Short problem
Find the line that contains "Would you mind pointing out the striped". Then set down that line and all the lines after it, to the end of the records, exactly and with nothing added.

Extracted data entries

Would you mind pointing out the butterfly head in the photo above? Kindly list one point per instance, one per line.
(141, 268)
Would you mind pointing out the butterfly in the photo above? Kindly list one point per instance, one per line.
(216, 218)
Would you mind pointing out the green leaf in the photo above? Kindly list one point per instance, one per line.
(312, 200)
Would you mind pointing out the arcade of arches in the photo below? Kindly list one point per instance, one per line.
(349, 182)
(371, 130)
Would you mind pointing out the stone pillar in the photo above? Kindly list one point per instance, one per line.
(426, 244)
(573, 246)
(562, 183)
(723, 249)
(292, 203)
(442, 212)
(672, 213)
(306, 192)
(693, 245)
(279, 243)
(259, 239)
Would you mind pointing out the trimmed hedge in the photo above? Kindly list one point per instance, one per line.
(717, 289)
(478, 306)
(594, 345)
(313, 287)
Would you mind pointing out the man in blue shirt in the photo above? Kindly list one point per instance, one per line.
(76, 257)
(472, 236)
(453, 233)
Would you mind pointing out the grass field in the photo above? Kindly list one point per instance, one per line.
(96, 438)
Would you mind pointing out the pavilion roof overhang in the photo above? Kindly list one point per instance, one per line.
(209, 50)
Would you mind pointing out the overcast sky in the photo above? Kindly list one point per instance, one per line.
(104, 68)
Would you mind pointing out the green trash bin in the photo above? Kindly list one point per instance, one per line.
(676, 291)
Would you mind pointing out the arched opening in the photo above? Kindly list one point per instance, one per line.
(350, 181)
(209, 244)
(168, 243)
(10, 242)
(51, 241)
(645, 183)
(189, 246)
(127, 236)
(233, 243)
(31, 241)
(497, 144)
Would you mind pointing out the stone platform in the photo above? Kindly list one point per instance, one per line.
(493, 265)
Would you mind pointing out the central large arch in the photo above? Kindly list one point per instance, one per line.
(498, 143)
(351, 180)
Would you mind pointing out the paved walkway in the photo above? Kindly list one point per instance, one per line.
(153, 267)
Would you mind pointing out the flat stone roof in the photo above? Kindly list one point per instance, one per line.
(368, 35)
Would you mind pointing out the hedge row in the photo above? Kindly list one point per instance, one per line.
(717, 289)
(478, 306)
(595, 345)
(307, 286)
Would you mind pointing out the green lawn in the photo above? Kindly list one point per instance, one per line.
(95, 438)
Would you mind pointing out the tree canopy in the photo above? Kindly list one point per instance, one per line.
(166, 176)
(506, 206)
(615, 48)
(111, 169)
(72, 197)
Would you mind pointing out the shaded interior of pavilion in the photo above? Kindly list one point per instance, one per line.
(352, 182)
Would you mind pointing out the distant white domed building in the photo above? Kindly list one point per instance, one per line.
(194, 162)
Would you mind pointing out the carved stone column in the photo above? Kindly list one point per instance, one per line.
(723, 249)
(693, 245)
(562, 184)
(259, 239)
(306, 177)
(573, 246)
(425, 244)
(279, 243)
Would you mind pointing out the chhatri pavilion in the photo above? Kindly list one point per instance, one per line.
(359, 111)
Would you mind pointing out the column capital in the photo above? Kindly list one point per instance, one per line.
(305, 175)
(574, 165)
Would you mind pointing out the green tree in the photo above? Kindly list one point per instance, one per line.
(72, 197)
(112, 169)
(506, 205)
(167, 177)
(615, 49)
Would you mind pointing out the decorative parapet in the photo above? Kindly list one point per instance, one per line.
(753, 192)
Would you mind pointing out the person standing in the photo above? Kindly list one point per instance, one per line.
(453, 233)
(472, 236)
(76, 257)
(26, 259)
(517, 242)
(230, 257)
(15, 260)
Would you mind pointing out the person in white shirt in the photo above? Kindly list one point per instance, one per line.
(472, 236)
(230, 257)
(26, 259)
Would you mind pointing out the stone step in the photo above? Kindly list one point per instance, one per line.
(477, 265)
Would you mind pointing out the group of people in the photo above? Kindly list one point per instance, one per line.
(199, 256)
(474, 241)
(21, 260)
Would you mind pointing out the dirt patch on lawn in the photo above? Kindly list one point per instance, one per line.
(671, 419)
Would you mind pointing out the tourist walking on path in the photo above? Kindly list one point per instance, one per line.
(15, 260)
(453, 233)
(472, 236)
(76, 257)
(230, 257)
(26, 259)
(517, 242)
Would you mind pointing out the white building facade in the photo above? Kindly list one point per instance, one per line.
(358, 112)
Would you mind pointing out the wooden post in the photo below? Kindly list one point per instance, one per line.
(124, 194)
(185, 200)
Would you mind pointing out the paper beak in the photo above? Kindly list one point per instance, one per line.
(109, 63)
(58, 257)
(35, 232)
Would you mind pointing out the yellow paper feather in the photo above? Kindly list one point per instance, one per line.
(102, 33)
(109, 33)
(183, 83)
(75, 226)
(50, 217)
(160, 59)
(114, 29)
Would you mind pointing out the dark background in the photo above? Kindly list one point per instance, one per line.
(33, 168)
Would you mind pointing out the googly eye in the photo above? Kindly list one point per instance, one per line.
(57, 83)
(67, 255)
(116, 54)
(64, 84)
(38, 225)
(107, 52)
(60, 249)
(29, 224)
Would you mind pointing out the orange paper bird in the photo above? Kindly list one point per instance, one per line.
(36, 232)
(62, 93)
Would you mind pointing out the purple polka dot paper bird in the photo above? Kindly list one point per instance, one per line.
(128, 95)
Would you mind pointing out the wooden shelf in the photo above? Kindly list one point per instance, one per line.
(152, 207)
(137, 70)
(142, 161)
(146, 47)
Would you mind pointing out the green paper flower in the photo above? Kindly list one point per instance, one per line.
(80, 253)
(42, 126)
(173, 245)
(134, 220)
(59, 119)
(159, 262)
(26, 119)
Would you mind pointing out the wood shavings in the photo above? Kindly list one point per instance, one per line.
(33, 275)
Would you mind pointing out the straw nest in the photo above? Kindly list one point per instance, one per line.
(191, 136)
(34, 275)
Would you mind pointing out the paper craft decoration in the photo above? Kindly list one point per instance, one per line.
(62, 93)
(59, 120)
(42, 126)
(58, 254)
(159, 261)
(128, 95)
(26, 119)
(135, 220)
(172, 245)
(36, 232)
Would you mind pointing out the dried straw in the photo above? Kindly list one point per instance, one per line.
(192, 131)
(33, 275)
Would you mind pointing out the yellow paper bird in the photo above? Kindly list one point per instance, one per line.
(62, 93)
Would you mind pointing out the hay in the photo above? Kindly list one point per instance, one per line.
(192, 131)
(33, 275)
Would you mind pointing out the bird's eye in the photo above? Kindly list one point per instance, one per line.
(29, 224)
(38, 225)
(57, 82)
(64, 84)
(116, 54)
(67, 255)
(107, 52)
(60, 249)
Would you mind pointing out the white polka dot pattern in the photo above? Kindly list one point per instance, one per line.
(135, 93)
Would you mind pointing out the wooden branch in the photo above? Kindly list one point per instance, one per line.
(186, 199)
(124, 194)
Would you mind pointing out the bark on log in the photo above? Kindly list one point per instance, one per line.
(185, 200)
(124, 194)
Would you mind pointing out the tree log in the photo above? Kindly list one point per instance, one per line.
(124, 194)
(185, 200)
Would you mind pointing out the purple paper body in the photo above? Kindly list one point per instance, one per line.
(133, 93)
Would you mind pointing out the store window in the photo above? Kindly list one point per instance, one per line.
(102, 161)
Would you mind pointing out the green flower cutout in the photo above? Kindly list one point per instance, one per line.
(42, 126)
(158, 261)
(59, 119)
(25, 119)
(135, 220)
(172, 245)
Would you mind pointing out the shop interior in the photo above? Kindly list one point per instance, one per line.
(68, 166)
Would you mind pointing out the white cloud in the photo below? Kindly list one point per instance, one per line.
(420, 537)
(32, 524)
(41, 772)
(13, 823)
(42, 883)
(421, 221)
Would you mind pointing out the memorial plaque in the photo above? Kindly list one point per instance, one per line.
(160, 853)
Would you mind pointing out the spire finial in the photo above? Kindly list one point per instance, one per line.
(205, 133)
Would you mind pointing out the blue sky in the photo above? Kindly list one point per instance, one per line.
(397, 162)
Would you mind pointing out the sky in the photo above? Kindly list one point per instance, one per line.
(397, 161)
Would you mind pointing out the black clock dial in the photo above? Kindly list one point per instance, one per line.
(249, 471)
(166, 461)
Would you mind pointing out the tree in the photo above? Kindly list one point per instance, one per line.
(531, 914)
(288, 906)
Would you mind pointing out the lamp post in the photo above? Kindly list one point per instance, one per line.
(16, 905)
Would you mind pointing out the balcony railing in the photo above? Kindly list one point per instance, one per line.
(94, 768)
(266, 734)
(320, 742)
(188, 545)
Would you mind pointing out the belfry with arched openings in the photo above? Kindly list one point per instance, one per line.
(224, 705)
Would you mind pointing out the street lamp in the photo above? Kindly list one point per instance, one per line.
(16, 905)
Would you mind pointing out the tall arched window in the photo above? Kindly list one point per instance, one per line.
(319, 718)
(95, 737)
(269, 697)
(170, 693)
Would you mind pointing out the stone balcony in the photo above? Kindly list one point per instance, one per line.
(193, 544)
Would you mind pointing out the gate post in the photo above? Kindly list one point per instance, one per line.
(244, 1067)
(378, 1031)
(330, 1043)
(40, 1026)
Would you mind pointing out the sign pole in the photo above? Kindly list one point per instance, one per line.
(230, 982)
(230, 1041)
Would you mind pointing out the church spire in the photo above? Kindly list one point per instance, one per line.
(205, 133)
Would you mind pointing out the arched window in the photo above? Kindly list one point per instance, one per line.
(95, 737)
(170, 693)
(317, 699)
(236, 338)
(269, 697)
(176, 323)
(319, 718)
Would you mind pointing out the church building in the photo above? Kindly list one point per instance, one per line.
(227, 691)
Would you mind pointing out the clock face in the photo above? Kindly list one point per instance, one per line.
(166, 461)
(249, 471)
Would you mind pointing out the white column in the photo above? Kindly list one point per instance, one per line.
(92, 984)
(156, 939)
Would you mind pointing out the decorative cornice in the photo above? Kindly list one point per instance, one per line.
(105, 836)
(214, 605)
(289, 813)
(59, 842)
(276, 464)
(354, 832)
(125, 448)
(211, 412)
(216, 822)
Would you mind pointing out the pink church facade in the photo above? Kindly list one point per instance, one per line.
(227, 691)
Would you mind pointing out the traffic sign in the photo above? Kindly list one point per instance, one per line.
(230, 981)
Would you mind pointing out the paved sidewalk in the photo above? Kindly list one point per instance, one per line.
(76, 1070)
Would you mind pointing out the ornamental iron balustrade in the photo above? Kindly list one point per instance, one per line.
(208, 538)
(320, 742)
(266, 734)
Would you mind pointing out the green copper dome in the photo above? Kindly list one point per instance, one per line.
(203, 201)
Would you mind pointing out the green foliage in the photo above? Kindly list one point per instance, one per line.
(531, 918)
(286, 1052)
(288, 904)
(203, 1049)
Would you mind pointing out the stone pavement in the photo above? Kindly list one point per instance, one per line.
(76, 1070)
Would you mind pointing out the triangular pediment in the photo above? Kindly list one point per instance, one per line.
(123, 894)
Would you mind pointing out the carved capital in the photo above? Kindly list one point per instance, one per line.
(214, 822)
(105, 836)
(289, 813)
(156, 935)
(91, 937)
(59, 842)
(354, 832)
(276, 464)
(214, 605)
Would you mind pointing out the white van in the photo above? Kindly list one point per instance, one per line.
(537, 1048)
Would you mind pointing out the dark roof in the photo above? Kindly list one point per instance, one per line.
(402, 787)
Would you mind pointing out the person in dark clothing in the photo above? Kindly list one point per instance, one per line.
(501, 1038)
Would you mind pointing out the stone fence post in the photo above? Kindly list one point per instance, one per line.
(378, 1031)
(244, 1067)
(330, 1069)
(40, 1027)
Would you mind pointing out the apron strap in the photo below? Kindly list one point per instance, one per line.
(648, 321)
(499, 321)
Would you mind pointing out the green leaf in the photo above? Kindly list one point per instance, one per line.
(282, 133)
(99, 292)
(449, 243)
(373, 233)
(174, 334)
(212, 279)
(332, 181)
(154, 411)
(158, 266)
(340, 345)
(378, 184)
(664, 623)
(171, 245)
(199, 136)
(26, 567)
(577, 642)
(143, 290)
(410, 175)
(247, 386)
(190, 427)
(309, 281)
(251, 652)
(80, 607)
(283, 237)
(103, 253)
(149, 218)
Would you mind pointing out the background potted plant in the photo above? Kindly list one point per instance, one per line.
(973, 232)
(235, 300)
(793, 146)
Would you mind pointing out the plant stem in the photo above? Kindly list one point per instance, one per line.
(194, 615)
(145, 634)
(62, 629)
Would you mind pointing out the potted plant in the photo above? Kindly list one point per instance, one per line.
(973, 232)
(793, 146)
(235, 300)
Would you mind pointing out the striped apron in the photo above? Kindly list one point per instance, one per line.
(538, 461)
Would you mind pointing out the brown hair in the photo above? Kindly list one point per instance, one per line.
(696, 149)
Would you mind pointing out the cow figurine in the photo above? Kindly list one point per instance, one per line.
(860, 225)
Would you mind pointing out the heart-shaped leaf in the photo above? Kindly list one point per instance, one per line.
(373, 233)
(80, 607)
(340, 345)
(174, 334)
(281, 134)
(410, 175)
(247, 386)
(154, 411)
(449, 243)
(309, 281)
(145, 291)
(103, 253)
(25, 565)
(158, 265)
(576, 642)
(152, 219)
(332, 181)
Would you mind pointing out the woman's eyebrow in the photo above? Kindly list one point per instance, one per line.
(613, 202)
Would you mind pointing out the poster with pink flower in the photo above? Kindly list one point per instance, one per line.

Correct response
Would you mind pointing out the striped apron in the photo above? Kindly list one point per instance, one per line.
(538, 461)
Would you mind pointing out the brown hair in the photo above? Kindly list one point per instance, one per line.
(696, 149)
Would you mind pointing out the cow figurine in the photo above? Kindly list one point per instance, one per line.
(860, 225)
Would you mind pointing out the heart-shaped leaf in the photo above? Kindly list one point per instance, one per line.
(373, 233)
(80, 607)
(340, 345)
(174, 334)
(281, 134)
(410, 175)
(247, 386)
(154, 411)
(449, 243)
(309, 281)
(145, 291)
(103, 253)
(25, 565)
(158, 265)
(576, 642)
(152, 219)
(332, 181)
Would you mind pointing out the woman's eyebrow in the photo above? Kindly list one point per instance, one per line.
(613, 202)
Would you mind pointing out the poster with pink flower in the photo above? Kindly list one point per instance, one per line.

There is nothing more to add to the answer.